>>>>>
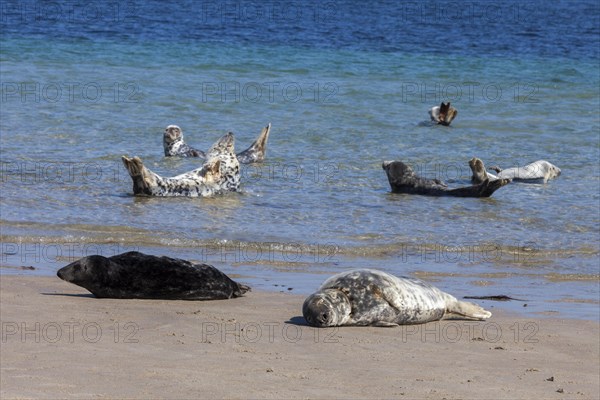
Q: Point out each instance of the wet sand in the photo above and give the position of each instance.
(58, 341)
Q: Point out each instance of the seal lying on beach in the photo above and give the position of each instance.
(403, 179)
(174, 145)
(538, 171)
(443, 114)
(219, 174)
(371, 297)
(136, 275)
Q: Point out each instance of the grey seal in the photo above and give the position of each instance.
(219, 174)
(174, 145)
(443, 114)
(540, 171)
(135, 275)
(371, 297)
(403, 179)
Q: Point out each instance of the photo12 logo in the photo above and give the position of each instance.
(66, 12)
(269, 92)
(70, 92)
(471, 92)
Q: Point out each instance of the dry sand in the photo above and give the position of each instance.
(60, 342)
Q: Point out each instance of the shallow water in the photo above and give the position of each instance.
(345, 88)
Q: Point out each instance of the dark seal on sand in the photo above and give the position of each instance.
(135, 275)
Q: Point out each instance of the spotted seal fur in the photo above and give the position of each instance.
(537, 171)
(174, 145)
(443, 114)
(135, 275)
(403, 179)
(219, 174)
(371, 297)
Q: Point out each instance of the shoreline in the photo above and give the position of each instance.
(58, 341)
(569, 298)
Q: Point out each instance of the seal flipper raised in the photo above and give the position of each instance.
(257, 151)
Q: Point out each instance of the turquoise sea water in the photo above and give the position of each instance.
(345, 87)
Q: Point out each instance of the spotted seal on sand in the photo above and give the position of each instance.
(174, 145)
(538, 171)
(403, 179)
(136, 275)
(219, 174)
(443, 114)
(371, 297)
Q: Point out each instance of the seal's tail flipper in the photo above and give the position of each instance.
(256, 152)
(462, 309)
(143, 178)
(241, 290)
(490, 186)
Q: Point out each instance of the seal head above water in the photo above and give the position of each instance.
(443, 114)
(403, 179)
(371, 297)
(135, 275)
(219, 174)
(174, 145)
(540, 171)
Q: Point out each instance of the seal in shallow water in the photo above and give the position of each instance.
(403, 179)
(443, 114)
(538, 171)
(136, 275)
(371, 297)
(174, 145)
(219, 174)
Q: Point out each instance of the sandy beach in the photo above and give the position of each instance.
(58, 341)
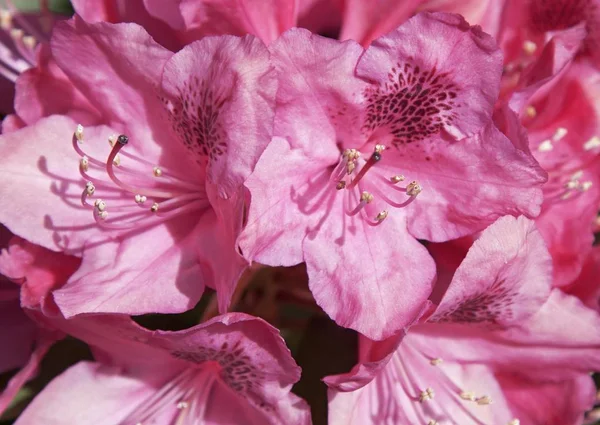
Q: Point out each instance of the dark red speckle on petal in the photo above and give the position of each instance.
(195, 117)
(413, 104)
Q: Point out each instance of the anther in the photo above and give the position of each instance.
(530, 111)
(545, 146)
(529, 47)
(140, 199)
(122, 139)
(79, 133)
(594, 142)
(381, 216)
(366, 197)
(428, 394)
(5, 19)
(100, 205)
(413, 188)
(436, 361)
(90, 188)
(84, 163)
(16, 34)
(29, 41)
(467, 395)
(484, 400)
(559, 134)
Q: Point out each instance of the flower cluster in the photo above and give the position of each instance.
(424, 173)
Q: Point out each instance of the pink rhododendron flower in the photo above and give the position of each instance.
(20, 34)
(563, 124)
(157, 220)
(350, 124)
(364, 22)
(498, 349)
(233, 369)
(36, 270)
(176, 23)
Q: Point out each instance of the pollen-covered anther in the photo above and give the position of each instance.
(79, 133)
(100, 205)
(84, 163)
(593, 143)
(17, 34)
(90, 188)
(427, 394)
(546, 146)
(559, 134)
(467, 395)
(378, 148)
(381, 216)
(122, 139)
(29, 41)
(366, 197)
(413, 188)
(483, 400)
(140, 199)
(530, 111)
(5, 19)
(529, 47)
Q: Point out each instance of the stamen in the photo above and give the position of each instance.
(530, 111)
(29, 41)
(5, 19)
(375, 158)
(428, 394)
(79, 133)
(545, 146)
(381, 216)
(529, 47)
(413, 188)
(365, 198)
(84, 164)
(593, 143)
(559, 134)
(484, 400)
(140, 199)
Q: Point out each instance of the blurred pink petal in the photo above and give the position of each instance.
(469, 374)
(232, 369)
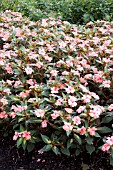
<<<<<
Given request: Pick out every line above that contains the word "beach", and copy each one.

Answer in full:
Q: Point out each instance of the seal lying on beach in the photo above and give the position of each instance.
Q: Point out each instance of the sandy beach in the photo above and give the position of each instance.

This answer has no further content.